# TASK
In the data below, one line contains "Thank you for the photo. Could you please identify the poster" and a later one contains "Thank you for the photo. Could you please identify the price". Print both, with every line between them, exactly and alone.

↓↓↓

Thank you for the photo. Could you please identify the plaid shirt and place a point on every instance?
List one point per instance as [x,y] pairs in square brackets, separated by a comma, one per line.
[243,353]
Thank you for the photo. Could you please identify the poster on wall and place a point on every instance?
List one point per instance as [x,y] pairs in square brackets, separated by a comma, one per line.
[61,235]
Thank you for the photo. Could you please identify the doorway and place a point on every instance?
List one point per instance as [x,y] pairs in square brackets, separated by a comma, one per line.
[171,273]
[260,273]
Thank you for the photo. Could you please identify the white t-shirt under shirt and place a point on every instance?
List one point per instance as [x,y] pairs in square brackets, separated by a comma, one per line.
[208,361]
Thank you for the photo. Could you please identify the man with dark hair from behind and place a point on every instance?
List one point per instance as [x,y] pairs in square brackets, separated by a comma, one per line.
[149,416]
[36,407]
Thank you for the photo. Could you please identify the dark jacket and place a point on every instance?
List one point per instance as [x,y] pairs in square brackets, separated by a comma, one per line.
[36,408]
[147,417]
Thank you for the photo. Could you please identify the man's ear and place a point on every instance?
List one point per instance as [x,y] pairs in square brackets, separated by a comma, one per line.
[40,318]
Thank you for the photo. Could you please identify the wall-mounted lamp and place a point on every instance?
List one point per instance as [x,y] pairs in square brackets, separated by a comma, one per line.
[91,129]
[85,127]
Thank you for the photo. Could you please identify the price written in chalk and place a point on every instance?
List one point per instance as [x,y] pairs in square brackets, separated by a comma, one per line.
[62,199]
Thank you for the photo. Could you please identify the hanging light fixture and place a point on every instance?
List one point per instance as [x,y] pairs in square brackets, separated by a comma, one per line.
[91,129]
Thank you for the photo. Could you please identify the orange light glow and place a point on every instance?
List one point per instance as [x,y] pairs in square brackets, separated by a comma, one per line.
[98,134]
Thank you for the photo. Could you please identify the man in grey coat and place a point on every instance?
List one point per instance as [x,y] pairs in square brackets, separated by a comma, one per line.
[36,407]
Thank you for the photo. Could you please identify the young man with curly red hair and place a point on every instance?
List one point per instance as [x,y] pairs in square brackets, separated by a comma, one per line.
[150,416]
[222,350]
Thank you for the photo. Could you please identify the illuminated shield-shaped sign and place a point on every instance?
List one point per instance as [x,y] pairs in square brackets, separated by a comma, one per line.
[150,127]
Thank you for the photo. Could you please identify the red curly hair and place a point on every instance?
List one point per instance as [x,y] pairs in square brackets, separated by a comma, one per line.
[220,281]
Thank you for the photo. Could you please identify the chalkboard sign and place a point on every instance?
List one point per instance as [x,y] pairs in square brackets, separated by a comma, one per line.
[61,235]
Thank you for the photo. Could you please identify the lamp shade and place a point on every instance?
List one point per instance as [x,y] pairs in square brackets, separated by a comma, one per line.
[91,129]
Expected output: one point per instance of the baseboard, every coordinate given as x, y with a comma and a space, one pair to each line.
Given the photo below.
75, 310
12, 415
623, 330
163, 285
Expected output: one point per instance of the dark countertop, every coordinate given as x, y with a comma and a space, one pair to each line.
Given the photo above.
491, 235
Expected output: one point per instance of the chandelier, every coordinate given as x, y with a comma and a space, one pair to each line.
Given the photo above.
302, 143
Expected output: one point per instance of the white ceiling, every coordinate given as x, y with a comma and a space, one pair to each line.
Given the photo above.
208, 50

↑↑↑

# EXERCISE RESPONSE
Thank you for the photo. Could you please identify the poster on wall and place a point on every instance?
List one point per instance as [x,y] pairs in square brackets, separated by a comma, one per line.
[61,235]
Thank you for the photo. Could you please identify the doorway and place a point on every instance?
List one point per instance as [x,y] pairs in square brackets, separated by a comma, one per line.
[171,273]
[260,273]
Thank you for the photo. Could you please identify the white t-shirt under shirt and place a point on every instance?
List one point per instance as [x,y] pairs in square brackets, separated by a comma, one per line.
[208,361]
Thank you for the photo. Could you please identify the man with dark hair from behind and place a point on every instance?
List one point per instance as [x,y] pairs in square brackets, separated by a comma, one per line.
[149,416]
[36,407]
Thank you for the photo. Could you please identify the dark jacket and place a point on every instance?
List one point per instance as [x,y] pairs in square brackets, separated by a comma, one per line.
[36,408]
[147,417]
Thank you for the photo. Could you please identify the man's ear and place a point on every instance?
List one point per instance as [x,y] pairs in square brackets, separated by a comma, one per line.
[40,318]
Thank you for the photo. Could you please identify the wall-mounted lamp and place a point on every instance?
List one point per instance as [x,y] pairs in square brackets, separated by a comma, one per line.
[91,129]
[85,127]
Thank you for the photo. Could you please identify the price written in chalk and place a point on every instance?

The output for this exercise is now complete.